Starting at the line containing "Wildlife-tally tagging: find every instance of the logo" and going through the end of the items, shift each answer point by adding 82 to both of its coordinates. Write out every line in that stretch again, items included, and leave everything else unchanged.

→ Record extracts

-------------------------

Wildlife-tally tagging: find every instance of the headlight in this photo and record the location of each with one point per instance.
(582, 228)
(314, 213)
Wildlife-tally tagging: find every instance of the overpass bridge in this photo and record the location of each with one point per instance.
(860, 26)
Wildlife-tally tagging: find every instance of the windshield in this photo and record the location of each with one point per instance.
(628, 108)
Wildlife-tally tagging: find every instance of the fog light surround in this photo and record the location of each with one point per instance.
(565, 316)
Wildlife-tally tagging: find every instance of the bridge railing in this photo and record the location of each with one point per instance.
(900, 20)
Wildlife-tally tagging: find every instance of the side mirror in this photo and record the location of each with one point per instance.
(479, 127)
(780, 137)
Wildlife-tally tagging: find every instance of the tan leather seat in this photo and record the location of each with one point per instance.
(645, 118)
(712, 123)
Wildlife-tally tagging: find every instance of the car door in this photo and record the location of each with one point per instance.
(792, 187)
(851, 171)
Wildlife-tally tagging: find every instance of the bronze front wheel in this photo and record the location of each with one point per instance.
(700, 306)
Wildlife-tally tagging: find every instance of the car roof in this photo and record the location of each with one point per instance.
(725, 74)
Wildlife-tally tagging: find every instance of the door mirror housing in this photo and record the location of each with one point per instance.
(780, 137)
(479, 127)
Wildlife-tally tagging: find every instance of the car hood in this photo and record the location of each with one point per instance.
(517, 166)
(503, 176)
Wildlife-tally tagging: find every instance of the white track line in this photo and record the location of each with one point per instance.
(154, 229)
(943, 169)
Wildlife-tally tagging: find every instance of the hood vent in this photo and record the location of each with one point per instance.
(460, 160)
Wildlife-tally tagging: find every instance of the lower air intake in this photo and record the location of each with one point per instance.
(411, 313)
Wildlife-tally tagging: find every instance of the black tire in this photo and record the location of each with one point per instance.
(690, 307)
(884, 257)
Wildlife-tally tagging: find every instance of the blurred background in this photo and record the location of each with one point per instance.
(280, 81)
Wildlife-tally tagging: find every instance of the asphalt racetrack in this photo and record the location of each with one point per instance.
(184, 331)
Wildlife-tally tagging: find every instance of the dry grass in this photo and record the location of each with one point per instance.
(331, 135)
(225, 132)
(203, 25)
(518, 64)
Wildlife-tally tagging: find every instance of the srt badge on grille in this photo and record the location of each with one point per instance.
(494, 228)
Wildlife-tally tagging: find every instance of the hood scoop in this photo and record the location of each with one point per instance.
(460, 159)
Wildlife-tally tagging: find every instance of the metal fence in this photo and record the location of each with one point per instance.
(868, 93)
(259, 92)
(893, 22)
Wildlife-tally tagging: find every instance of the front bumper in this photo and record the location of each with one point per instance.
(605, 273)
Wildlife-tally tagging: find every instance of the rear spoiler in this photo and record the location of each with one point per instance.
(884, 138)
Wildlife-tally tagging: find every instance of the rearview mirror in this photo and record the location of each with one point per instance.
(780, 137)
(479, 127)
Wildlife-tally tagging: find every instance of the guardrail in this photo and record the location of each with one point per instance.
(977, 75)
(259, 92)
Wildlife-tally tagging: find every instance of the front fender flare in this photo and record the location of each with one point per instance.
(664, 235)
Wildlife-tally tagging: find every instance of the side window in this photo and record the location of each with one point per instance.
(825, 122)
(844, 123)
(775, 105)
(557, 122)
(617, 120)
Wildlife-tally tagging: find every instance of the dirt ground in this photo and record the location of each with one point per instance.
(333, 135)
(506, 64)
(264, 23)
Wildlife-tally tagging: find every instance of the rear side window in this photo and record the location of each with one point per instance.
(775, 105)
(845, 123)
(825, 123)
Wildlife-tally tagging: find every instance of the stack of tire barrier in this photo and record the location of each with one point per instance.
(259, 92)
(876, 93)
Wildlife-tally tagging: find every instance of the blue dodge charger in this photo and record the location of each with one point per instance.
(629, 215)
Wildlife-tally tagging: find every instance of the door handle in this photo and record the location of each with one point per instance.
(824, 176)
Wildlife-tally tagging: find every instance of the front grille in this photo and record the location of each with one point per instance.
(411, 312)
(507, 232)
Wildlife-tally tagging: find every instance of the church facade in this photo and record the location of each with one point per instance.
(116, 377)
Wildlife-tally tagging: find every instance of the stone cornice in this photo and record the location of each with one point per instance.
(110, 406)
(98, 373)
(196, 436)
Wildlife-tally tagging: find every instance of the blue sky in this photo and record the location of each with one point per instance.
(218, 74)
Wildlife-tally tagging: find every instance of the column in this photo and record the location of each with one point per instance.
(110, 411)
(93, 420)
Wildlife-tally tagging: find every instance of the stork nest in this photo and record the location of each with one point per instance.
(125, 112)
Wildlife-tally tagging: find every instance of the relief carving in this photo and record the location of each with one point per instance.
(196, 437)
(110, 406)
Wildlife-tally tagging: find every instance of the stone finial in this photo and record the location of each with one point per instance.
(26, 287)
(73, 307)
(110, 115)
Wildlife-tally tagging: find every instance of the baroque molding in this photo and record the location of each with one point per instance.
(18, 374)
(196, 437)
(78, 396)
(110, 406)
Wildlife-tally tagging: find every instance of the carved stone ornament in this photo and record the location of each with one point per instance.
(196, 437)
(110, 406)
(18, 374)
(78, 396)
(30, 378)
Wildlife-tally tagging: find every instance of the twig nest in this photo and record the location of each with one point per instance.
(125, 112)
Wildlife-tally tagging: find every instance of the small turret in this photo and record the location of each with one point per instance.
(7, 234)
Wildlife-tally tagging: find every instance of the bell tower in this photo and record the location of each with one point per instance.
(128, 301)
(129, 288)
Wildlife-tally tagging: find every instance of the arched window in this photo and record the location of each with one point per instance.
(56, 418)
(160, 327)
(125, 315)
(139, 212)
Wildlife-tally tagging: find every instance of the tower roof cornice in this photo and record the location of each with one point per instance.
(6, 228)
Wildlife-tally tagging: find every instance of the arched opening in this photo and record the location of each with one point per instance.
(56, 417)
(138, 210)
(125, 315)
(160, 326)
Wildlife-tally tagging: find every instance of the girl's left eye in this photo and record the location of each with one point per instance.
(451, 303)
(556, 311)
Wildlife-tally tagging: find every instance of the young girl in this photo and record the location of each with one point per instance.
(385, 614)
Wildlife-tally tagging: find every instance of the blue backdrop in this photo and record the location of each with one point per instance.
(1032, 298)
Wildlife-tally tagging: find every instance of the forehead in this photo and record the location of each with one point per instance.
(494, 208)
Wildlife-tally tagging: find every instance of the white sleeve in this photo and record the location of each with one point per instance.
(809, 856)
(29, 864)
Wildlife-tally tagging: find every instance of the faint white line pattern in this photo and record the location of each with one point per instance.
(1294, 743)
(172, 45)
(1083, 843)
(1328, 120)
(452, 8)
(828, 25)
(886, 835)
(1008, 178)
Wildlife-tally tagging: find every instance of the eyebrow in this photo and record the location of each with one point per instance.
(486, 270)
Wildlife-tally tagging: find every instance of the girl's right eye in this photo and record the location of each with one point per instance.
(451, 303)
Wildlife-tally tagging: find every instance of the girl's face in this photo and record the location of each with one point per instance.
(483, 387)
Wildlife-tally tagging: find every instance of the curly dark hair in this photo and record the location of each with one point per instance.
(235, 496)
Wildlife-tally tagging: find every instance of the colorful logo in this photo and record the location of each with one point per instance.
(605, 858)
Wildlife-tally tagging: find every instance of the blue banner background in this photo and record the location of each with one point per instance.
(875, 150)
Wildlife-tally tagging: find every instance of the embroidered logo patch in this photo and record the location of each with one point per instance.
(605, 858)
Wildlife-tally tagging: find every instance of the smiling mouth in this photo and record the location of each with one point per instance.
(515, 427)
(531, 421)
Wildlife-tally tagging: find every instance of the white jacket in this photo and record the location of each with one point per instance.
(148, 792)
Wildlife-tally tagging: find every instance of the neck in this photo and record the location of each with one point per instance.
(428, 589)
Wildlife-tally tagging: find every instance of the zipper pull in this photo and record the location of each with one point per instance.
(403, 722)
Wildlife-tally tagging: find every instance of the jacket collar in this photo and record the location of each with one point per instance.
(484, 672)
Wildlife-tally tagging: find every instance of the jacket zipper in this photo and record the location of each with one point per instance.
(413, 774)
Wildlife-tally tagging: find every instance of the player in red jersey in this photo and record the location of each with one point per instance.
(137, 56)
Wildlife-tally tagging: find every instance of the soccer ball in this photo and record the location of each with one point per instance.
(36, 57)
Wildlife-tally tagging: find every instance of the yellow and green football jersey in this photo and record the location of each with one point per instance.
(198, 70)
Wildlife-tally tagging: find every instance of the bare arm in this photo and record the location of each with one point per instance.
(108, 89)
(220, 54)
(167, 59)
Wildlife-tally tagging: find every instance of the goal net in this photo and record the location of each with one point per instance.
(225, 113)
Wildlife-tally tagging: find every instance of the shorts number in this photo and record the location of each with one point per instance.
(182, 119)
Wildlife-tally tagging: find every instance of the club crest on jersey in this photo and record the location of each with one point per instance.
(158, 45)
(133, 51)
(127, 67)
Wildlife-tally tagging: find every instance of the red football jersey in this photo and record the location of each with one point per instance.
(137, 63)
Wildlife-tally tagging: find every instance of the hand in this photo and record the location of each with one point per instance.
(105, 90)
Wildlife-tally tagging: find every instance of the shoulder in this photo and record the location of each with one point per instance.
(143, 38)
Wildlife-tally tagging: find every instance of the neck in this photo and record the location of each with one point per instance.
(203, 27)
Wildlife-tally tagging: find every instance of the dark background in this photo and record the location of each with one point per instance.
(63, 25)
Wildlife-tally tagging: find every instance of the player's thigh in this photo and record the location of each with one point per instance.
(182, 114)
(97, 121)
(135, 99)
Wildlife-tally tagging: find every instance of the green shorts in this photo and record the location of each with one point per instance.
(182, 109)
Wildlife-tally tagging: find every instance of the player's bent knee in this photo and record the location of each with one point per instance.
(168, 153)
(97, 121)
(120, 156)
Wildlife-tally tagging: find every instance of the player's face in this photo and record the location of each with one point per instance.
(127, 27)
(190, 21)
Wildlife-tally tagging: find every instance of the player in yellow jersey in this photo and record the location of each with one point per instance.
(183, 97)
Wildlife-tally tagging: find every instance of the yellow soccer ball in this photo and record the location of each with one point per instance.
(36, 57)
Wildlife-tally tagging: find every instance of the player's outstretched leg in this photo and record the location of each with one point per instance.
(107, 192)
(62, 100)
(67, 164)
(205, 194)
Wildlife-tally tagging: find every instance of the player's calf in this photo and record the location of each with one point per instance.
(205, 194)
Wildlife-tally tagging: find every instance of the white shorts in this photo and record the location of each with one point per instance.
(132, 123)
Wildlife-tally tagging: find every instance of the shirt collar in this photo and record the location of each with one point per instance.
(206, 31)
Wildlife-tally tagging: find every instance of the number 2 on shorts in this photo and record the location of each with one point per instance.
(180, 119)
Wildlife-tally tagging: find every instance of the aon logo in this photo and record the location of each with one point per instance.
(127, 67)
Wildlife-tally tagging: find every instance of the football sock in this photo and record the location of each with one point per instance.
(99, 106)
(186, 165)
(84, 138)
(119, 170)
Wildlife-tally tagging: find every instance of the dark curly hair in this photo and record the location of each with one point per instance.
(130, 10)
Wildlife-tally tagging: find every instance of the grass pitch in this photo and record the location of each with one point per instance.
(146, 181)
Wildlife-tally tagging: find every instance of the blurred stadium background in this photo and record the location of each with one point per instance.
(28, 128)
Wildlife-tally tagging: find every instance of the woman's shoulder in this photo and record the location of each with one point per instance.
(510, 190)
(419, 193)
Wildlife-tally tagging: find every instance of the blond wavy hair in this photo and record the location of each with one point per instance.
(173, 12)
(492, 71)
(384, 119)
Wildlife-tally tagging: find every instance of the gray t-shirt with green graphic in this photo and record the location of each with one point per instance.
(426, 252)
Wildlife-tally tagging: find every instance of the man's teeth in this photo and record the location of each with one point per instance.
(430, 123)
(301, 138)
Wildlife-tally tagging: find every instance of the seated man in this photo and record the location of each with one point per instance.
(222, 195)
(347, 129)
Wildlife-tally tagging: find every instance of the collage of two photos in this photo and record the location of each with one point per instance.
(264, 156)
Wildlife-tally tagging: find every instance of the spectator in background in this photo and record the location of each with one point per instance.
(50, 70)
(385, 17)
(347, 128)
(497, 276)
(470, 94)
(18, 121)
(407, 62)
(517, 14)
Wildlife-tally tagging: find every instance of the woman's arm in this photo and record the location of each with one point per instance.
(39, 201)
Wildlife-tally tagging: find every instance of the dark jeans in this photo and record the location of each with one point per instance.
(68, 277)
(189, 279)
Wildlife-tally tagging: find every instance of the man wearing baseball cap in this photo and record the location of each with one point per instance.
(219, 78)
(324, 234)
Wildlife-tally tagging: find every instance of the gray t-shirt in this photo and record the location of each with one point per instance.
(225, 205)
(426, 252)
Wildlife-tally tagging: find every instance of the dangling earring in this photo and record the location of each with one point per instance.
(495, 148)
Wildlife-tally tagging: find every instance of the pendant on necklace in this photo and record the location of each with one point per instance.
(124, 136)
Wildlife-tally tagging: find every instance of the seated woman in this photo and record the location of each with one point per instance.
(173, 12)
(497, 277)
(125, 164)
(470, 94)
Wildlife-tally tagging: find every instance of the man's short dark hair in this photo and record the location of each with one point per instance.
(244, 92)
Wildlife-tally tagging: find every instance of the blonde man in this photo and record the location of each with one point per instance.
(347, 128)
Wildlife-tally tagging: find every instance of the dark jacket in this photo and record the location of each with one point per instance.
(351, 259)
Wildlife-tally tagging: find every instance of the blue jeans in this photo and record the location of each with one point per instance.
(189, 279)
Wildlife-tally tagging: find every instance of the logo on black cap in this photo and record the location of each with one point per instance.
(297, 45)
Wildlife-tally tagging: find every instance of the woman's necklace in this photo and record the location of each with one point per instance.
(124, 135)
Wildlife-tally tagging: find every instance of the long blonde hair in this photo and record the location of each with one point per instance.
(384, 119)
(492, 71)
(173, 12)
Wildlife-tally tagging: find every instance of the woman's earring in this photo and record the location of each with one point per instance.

-------------------------

→ Result of the task
Wildlife-tally tagging: find every instance of the logo on black cap in this photo and record the location of each with one point per instance.
(379, 127)
Wildlife-tally tagging: find every instance of the woman's necklace in this photo and record the location of each with one point per instance.
(206, 217)
Wildlife-tally tagging: find every instance of the long blonde hair in this photo and record the location of each with one point per instance.
(466, 201)
(574, 153)
(255, 94)
Wildlife-tally tagging: find every instance of the woman's earring in this photo and record the location of each with one point per instance.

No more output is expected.